■ HOW TO COMPLETE THIS TASK ■
What the task needs is every record repeated exactly, nothing more.

INFORMATION PROVIDED START

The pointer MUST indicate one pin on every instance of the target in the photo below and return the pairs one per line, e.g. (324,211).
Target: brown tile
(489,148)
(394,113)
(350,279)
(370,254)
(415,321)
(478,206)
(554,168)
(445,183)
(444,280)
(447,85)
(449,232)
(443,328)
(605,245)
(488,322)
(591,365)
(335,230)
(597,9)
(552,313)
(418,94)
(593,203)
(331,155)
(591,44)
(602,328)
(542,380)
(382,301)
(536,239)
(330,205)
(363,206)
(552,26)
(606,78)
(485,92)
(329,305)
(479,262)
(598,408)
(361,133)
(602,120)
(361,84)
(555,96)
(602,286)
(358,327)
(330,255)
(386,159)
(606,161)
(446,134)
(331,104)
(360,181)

INFORMATION PROVIDED END

■ YOUR SOLUTION ■
The pointer MUST indicate one pin on every instance of the target in the photo below and return the pairs one per line, e.g. (324,211).
Target: brown tile
(489,148)
(394,113)
(350,279)
(370,254)
(415,321)
(478,206)
(554,168)
(445,183)
(444,280)
(447,85)
(449,232)
(443,328)
(605,245)
(488,322)
(591,365)
(335,230)
(597,9)
(552,313)
(418,94)
(593,203)
(331,155)
(591,44)
(602,328)
(542,380)
(382,301)
(536,239)
(330,205)
(363,206)
(552,26)
(606,78)
(485,92)
(329,305)
(479,262)
(598,408)
(361,133)
(602,120)
(361,84)
(555,96)
(602,286)
(358,327)
(330,255)
(386,159)
(606,161)
(446,134)
(331,104)
(360,181)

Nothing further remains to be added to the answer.